▶ EXERCISE AIM
Retype each of the lines below without changing anything, and leave the pictures out of your copy.

───── TASK INPUT

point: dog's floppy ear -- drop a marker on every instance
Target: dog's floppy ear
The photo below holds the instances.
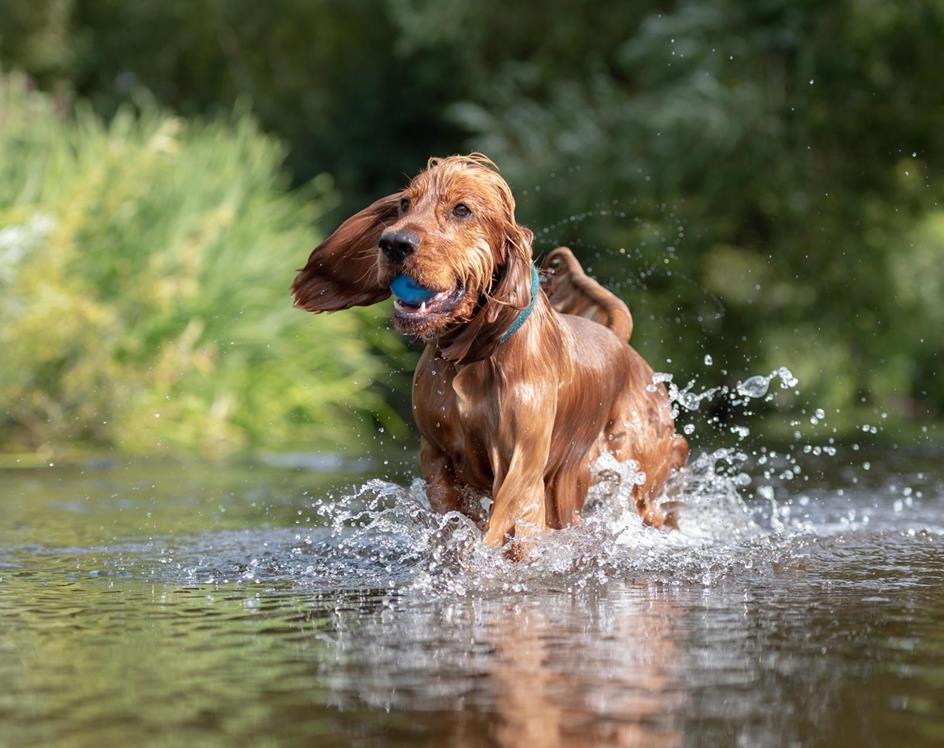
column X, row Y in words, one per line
column 342, row 270
column 479, row 337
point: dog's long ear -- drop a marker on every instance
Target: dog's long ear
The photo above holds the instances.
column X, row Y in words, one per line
column 342, row 270
column 510, row 294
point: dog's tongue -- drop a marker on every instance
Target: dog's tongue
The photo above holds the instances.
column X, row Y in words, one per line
column 408, row 290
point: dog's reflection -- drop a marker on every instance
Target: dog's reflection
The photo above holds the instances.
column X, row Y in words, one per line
column 548, row 669
column 610, row 682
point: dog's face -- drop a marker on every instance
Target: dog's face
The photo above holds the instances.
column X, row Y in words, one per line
column 448, row 237
column 452, row 230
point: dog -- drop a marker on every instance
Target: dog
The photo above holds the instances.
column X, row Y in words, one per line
column 521, row 385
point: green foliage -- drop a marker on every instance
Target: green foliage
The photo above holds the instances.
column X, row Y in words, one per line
column 762, row 179
column 144, row 273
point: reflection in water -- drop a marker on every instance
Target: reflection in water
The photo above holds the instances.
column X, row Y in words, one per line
column 217, row 608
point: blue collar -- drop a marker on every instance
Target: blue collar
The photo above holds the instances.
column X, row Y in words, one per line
column 526, row 312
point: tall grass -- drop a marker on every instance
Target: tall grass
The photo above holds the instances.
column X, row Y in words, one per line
column 144, row 305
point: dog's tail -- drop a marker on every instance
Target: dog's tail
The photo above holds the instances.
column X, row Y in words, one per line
column 571, row 291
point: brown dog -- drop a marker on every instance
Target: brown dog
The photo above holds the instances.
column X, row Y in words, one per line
column 519, row 390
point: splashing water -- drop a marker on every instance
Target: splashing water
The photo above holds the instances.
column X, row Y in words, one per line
column 384, row 534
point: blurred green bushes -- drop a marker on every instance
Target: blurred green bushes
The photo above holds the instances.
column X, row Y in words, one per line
column 144, row 273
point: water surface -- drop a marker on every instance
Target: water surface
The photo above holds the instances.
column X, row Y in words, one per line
column 303, row 601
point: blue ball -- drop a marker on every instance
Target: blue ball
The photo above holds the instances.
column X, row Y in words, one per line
column 409, row 290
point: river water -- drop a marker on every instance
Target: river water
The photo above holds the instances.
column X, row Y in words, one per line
column 307, row 601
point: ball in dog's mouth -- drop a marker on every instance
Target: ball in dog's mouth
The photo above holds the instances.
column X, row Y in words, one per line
column 415, row 303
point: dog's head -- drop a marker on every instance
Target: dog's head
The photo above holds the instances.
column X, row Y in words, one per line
column 452, row 232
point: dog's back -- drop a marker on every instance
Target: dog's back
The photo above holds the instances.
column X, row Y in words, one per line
column 571, row 291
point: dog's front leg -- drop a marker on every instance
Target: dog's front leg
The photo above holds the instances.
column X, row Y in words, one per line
column 442, row 489
column 520, row 459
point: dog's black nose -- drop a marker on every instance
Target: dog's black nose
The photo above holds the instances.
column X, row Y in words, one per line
column 398, row 245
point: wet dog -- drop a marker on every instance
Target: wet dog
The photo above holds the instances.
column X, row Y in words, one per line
column 522, row 384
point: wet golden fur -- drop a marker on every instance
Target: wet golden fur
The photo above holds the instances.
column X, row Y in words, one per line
column 520, row 421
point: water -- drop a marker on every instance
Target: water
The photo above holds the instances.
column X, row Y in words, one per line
column 304, row 601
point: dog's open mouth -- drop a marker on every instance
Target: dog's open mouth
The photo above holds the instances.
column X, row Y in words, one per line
column 439, row 304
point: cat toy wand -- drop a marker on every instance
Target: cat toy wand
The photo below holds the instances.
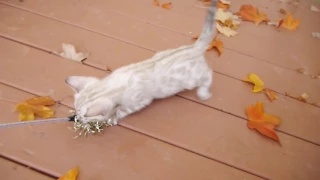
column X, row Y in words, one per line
column 5, row 125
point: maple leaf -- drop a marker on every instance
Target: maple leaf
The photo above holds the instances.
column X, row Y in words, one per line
column 290, row 23
column 251, row 13
column 214, row 44
column 71, row 174
column 227, row 18
column 166, row 6
column 272, row 95
column 258, row 83
column 263, row 123
column 35, row 106
column 156, row 3
column 226, row 30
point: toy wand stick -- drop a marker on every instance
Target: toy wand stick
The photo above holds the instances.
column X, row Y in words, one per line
column 71, row 118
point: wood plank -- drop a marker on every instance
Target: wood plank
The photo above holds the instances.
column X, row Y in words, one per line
column 225, row 64
column 218, row 135
column 13, row 171
column 276, row 49
column 119, row 153
column 288, row 109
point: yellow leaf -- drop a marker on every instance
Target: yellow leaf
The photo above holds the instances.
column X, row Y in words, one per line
column 290, row 23
column 227, row 18
column 35, row 106
column 226, row 30
column 71, row 174
column 258, row 83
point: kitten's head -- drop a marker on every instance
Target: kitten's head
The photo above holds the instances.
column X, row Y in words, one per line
column 89, row 103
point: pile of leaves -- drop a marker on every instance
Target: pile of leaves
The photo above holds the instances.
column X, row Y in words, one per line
column 228, row 22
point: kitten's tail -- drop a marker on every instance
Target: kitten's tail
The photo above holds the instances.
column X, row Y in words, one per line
column 209, row 28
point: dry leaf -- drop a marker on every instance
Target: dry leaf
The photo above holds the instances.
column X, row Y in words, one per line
column 282, row 11
column 303, row 97
column 226, row 30
column 301, row 70
column 289, row 23
column 271, row 94
column 263, row 123
column 251, row 13
column 166, row 6
column 258, row 83
column 69, row 52
column 215, row 44
column 314, row 8
column 35, row 106
column 71, row 174
column 316, row 35
column 227, row 18
column 156, row 3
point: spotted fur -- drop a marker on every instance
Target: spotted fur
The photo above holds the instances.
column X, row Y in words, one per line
column 133, row 87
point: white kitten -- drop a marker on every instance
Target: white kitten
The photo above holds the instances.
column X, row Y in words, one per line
column 133, row 87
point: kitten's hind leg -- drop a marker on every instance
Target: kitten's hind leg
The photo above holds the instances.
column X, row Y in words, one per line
column 205, row 82
column 125, row 110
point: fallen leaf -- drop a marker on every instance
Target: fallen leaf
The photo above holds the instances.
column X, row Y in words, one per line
column 275, row 23
column 156, row 3
column 69, row 52
column 282, row 11
column 314, row 8
column 316, row 35
column 301, row 70
column 271, row 94
column 258, row 83
column 215, row 44
column 251, row 13
column 289, row 23
column 35, row 106
column 227, row 18
column 71, row 174
column 226, row 30
column 166, row 6
column 263, row 123
column 303, row 97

──────────

▶ TASK ANSWER
point: dog's floppy ear -- drop a marker on every instance
Target: dog's floppy ear
The photo below holds the instances.
column X, row Y in words, one per line
column 342, row 270
column 479, row 337
point: dog's long ear -- drop a marker on every instance
Target: dog's long ear
The photo above holds the instances.
column X, row Y in words, one per line
column 342, row 270
column 510, row 294
point: dog's tongue -- drop a marker on every instance
Target: dog's tongue
The photo above holds the instances.
column X, row Y in words, one per line
column 408, row 290
point: dog's reflection -- drop a marker on every instance
Target: dog's reflection
The photo above holds the instances.
column X, row Y in words, one per line
column 548, row 669
column 610, row 682
point: dog's face -- drop a marker on every instance
Target: dog's face
The photo above holds the instances.
column X, row Y in words, one per line
column 448, row 237
column 452, row 230
point: dog -- drop a marker on every instance
Target: dog
The photo above holds the instances.
column X, row Y in words, one per line
column 521, row 385
point: green foliage -- drop a marker on every instance
Target: green foliage
The photo above holds the instances.
column X, row Y in words, one per line
column 762, row 179
column 144, row 273
point: reflection in water -- drop a marker on every instance
Target: reflection in water
The photo above holds the instances.
column X, row Y in words, one per line
column 217, row 608
point: blue collar -- drop a marker on every instance
Target: blue collar
The photo above holds the instances.
column X, row Y in words, one per line
column 526, row 312
point: tall grass -- drop a marker on every instance
Target: tall grass
The photo above holds the instances.
column X, row Y in words, one per line
column 144, row 305
point: dog's tail -- drop a marker on every instance
Target: dog's tail
The photo above holds the instances.
column X, row Y in words, one per line
column 571, row 291
point: brown dog -- drop a marker on every instance
Target: brown dog
The photo above holds the instances.
column X, row Y in words, one per line
column 519, row 390
point: splashing water -- drop a marker on every instance
Target: splashing water
The photo above holds the instances.
column X, row Y in words, one per line
column 384, row 534
point: blurred green bushes -- drop a marker on every instance
Target: blurred green bushes
The photo above holds the instances.
column X, row Y in words, one per line
column 144, row 273
point: water surface -- drop a marker on every instance
Target: water surface
The photo above holds the instances.
column X, row Y in words, one per line
column 303, row 601
point: blue ball -- drop a marker on every instance
Target: blue ball
The photo above holds the instances.
column X, row Y in words, one per line
column 409, row 290
point: river water -- drop a marker on every instance
Target: river water
The photo above holds the instances.
column X, row Y in words, one per line
column 307, row 601
point: ball in dog's mouth -- drop a marker on every instance
Target: ball in dog's mouth
The photo above holds the instances.
column X, row Y in words, one per line
column 415, row 303
point: dog's head -- drop a marker on every instance
Target: dog's head
The photo above holds the instances.
column X, row Y in words, one per line
column 452, row 232
point: dog's back -- drop a marker on every instance
Target: dog's back
The photo above holds the instances.
column X, row Y in words, one per line
column 571, row 291
point: dog's front leg -- drop a marker on every instance
Target: dog's front leg
The photo above holds the instances.
column X, row Y in words, one per line
column 442, row 489
column 520, row 459
point: dog's black nose -- drop a marker on every instance
Target: dog's black nose
The photo above holds the instances.
column X, row Y in words, one per line
column 398, row 245
point: wet dog -- drop a marker on every instance
Target: wet dog
The photo above holds the instances.
column X, row Y in words, one per line
column 522, row 384
point: wet golden fur -- drop a marker on every instance
Target: wet golden fur
The photo above holds the instances.
column X, row Y in words, one per line
column 520, row 421
point: water -- drop a marker on every instance
Target: water
The photo above holds the instances.
column X, row Y in words, one per line
column 304, row 601
point: dog's open mouth -- drop a marker on every instance
Target: dog's open mouth
The photo above holds the instances.
column X, row Y in words, one per line
column 439, row 304
point: cat toy wand -- drop a marker on every instance
Target: cat toy wand
The photo below holds the instances.
column X, row Y in words, one per line
column 5, row 125
point: maple leaf -- drop a marker on every instance
Target: maple leaf
The photo above holds the instances.
column X, row Y in words, one per line
column 290, row 23
column 251, row 13
column 214, row 44
column 71, row 174
column 227, row 18
column 166, row 6
column 272, row 95
column 258, row 83
column 263, row 123
column 35, row 106
column 156, row 3
column 226, row 30
point: toy wand stick -- drop a marker on every instance
Target: toy wand stick
The photo above holds the instances.
column X, row Y in words, one per line
column 71, row 118
point: wood plank -- drop a marker on every instance
Target: wood plank
The photo above holds the instances.
column X, row Y in words, one per line
column 225, row 64
column 218, row 135
column 13, row 171
column 276, row 49
column 119, row 153
column 288, row 109
point: yellow leaf -- drop a marker on every instance
Target: yellow leaf
The photo above holds the instances.
column X, row Y in words, one per line
column 290, row 23
column 227, row 18
column 35, row 106
column 226, row 30
column 71, row 174
column 258, row 83
point: kitten's head -- drop a marker on every instance
Target: kitten's head
The photo above holds the instances.
column X, row Y in words, one per line
column 89, row 103
point: pile of leaves -- drop a marker on every instance
Target: pile of leaves
The photo above holds the instances.
column X, row Y in words, one per line
column 228, row 22
point: kitten's tail -- drop a marker on every instance
Target: kitten's tail
The photo above holds the instances.
column X, row Y in words, one per line
column 209, row 28
point: dry leaf -- drop a marker on every instance
Target: dry leaf
The photo above holds the instances.
column X, row Y in words, one per line
column 282, row 11
column 303, row 97
column 226, row 30
column 301, row 70
column 289, row 23
column 271, row 94
column 263, row 123
column 251, row 13
column 166, row 6
column 258, row 83
column 69, row 52
column 215, row 44
column 314, row 8
column 35, row 106
column 71, row 174
column 316, row 35
column 227, row 18
column 156, row 3
point: spotted fur -- drop a marker on every instance
Target: spotted fur
The photo above holds the instances.
column X, row Y in words, one per line
column 133, row 87
point: white kitten -- drop a marker on every instance
Target: white kitten
The photo above holds the instances.
column X, row Y in words, one per line
column 133, row 87
point: kitten's hind leg -- drop a marker on every instance
Target: kitten's hind leg
The photo above holds the instances.
column X, row Y in words, one per line
column 205, row 82
column 125, row 110
point: fallen leaf -- drop a marker on every instance
Target: fallen leaf
The photo above holds the instances.
column X, row Y in words, one per line
column 275, row 23
column 156, row 3
column 69, row 52
column 282, row 11
column 314, row 8
column 316, row 35
column 301, row 70
column 271, row 94
column 258, row 83
column 215, row 44
column 251, row 13
column 289, row 23
column 35, row 106
column 227, row 18
column 71, row 174
column 226, row 30
column 166, row 6
column 263, row 123
column 303, row 97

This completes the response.